begin Exercise inputs

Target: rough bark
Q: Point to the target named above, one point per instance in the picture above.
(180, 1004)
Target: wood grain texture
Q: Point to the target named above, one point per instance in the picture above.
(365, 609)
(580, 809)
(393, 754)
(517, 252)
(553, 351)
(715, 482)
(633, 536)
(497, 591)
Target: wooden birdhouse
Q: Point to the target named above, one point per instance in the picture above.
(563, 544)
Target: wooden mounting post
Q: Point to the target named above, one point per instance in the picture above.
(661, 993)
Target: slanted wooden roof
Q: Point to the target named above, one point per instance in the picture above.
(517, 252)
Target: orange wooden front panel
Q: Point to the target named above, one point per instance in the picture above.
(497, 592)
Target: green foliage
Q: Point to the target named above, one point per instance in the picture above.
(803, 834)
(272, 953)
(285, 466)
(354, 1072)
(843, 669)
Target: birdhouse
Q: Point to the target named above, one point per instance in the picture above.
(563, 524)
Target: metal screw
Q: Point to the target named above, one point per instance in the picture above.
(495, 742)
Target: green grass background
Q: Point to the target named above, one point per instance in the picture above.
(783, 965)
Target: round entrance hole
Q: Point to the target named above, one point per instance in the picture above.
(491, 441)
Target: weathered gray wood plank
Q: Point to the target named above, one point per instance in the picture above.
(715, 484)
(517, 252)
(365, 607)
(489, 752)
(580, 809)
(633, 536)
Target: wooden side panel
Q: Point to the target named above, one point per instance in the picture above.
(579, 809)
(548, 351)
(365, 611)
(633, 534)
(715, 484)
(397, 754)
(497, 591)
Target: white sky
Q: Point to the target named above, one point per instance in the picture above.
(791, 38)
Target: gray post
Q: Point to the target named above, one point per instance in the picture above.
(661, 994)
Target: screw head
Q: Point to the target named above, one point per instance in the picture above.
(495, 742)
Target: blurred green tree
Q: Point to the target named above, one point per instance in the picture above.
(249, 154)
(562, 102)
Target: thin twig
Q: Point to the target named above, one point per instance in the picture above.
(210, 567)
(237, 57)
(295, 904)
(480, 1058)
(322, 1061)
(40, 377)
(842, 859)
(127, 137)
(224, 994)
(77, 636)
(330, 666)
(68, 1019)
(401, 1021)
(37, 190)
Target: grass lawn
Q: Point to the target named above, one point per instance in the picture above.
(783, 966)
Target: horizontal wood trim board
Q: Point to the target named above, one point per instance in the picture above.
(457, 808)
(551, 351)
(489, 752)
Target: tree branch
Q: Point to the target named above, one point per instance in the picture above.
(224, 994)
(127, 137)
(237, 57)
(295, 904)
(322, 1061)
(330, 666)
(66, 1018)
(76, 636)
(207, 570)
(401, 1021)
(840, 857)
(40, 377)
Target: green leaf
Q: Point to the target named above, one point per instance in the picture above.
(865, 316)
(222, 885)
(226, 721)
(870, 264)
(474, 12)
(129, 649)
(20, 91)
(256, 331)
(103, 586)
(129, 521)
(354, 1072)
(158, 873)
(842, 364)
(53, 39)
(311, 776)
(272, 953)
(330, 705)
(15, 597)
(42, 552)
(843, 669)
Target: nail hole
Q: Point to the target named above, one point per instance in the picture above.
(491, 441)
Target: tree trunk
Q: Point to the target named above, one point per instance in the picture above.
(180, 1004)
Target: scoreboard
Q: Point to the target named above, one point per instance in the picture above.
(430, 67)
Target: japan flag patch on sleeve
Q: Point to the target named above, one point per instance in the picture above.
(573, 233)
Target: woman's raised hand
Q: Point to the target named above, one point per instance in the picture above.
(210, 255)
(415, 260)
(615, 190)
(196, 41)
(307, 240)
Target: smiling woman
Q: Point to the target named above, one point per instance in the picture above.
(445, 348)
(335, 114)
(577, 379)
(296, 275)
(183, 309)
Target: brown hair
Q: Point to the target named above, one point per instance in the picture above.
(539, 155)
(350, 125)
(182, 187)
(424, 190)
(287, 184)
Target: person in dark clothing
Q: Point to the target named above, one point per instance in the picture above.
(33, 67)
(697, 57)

end Exercise inputs

### [What to do]
Render as a JSON list of strings the stretch of entries from the line containing "Target: horizontal wood trim board" through the end of the entries, one string per line and no blank lines.

### [Correct result]
[
  "Target: horizontal wood trim board",
  "Q: Point to the target named above, one point per instance in the picture above.",
  "(457, 808)",
  "(551, 351)",
  "(489, 752)",
  "Target: tree branch",
  "Q: Point to the target named above, one point per instance in the picture above.",
  "(224, 994)",
  "(127, 137)",
  "(237, 57)",
  "(295, 904)",
  "(322, 1061)",
  "(330, 666)",
  "(66, 1018)",
  "(76, 636)",
  "(207, 570)",
  "(401, 1021)",
  "(840, 857)",
  "(40, 377)",
  "Target: green leaf",
  "Q: Point to the target named above, one point per instance in the picture above.",
  "(865, 316)",
  "(222, 885)",
  "(226, 721)",
  "(870, 264)",
  "(474, 12)",
  "(129, 649)",
  "(20, 91)",
  "(256, 331)",
  "(103, 586)",
  "(129, 521)",
  "(354, 1072)",
  "(158, 873)",
  "(842, 364)",
  "(53, 39)",
  "(311, 776)",
  "(272, 953)",
  "(330, 705)",
  "(15, 597)",
  "(42, 552)",
  "(843, 669)",
  "Target: nail hole",
  "Q: Point to the target named above, one point per instance in the picture above.",
  "(491, 441)",
  "Target: tree trunk",
  "Q: Point to the target named above, one point per instance in the picture above.",
  "(180, 1004)",
  "Target: scoreboard",
  "Q: Point to the target named above, one point per instance in the picture above.",
  "(430, 67)",
  "Target: japan flag patch on sleeve",
  "Q: Point to the target named above, one point per instance in the picture above.",
  "(573, 233)",
  "Target: woman's raised hand",
  "Q: Point to the target named above, one point per instance in the picture above.",
  "(210, 255)",
  "(415, 260)",
  "(615, 190)",
  "(196, 41)",
  "(307, 240)",
  "Target: smiling woman",
  "Q: Point to the target named above, one point per instance in the picture above.",
  "(445, 348)",
  "(335, 114)",
  "(577, 379)",
  "(296, 275)",
  "(183, 309)",
  "Target: brown hair",
  "Q: Point to the target named above, one point per instance in the picture above.",
  "(539, 155)",
  "(350, 125)",
  "(182, 187)",
  "(424, 190)",
  "(287, 184)",
  "Target: person in dark clothing",
  "Q: Point to the target named above, one point per instance in the picture above.",
  "(33, 67)",
  "(697, 57)"
]